_Selected excerpt_
════════════════════

Healthcare organizations need to make sure the team that developed their AI tools has a deep enough understanding of the relevant industry, Cognoa’s Vaughan said.
“Many people in the machine learning and AI world, especially consultants, feel that great AI can be developed without requiring deep domain knowledge – they will say that their AI solution is ‘domain agnostic,’” Vaughan said. “Many would not agree – and in healthcare, this can particularly be untrue.”
Healthcare data sets, in fact, are often much smaller than in other consumer and business applications. Unlike AI tools that deal with serving up ads or picking one’s next movie based upon tens of millions of data points, healthcare AI tools often rely on data sets orders of magnitude smaller and thus require that the AI developers have a deeper industry knowledge and understanding of the data, because coding mistakes and date misinterpretation are amplified in smaller data sets.
Real-world applicability is a must. One of the biggest challenges to machine learning adoption across the healthcare industry is scalability, Tiwari said.
“An algorithm may work flawlessly in the controlled academic or limited clinical setting, but translating that to the real world can introduce any number of complications,” he said. “For example, if the tool is trained by using data from a research hospital, it may not function well in a regular hospital where many patients have incomplete medical records.”
They may have critical pieces of data missing, and the tool would need to be able to account for that. Data cleanliness and processing speed can be hurdles outside the neat environment of research applications.
Healthcare organizations also need to make sure their AI tools were trained and validated with representative populations, Vaughan said.
“Since the training and validation data sets often are much smaller in healthcare, the differences between populations can become exacerbated,” he explained. “For example, primary and secondary or tertiary care settings can see dramatically different incident rates for different events. An AI tool that is good at predicting a particular outcome in one setting might have a much higher error rate in the other setting.”
And AI tools in healthcare must help meet security and compliance commitments, Tiwari said.
“As we build and leverage machine learning models, software vendors and organizations that implement them must be cognizant of data compliance and audit requirements,” Tiwari said. “These include having appropriate usage agreements in place for the data being analyzed.”
Having adequate permissions in place goes without saying; commitments to patient data privacy and security are a must. In certain cases, machine learning systems can inadvertently leak private information, Tiwari explained.
Such occurrences could be disastrous and significantly hinder further adoption of AI and machine learning out of fear.

════════════════════

_Dataset extract_
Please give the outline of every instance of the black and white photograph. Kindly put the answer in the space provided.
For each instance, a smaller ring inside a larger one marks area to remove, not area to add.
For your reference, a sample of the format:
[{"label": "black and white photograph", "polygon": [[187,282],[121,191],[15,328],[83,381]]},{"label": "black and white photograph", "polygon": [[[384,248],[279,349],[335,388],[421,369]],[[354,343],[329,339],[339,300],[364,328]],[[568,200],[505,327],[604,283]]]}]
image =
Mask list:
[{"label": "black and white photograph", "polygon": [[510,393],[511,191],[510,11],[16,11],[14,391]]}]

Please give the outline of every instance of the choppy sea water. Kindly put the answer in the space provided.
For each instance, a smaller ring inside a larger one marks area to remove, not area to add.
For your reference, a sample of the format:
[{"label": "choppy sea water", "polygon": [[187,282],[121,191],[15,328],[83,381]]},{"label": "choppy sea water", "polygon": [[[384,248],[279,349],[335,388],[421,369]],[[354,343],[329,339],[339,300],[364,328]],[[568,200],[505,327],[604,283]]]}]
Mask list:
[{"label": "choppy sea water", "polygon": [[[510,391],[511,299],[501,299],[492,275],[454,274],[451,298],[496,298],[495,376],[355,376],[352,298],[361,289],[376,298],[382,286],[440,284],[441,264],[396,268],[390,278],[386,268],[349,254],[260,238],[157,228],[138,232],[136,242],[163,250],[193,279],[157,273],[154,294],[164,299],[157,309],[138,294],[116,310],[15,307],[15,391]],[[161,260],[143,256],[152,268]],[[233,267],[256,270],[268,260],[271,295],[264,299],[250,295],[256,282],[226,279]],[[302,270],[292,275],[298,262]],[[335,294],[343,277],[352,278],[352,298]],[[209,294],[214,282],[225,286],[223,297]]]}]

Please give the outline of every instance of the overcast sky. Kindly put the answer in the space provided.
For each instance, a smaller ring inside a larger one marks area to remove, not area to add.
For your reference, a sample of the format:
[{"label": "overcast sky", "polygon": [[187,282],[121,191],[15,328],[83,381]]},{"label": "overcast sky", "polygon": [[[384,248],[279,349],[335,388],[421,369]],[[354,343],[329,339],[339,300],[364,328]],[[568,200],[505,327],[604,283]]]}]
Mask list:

════════════════════

_Your assignment_
In the healthcare AI excerpt, what does Tiwari say about patients at a regular hospital that could keep a tool trained on research hospital data from working well?

_Exercise response_
Many patients in a regular hospital have incomplete medical records.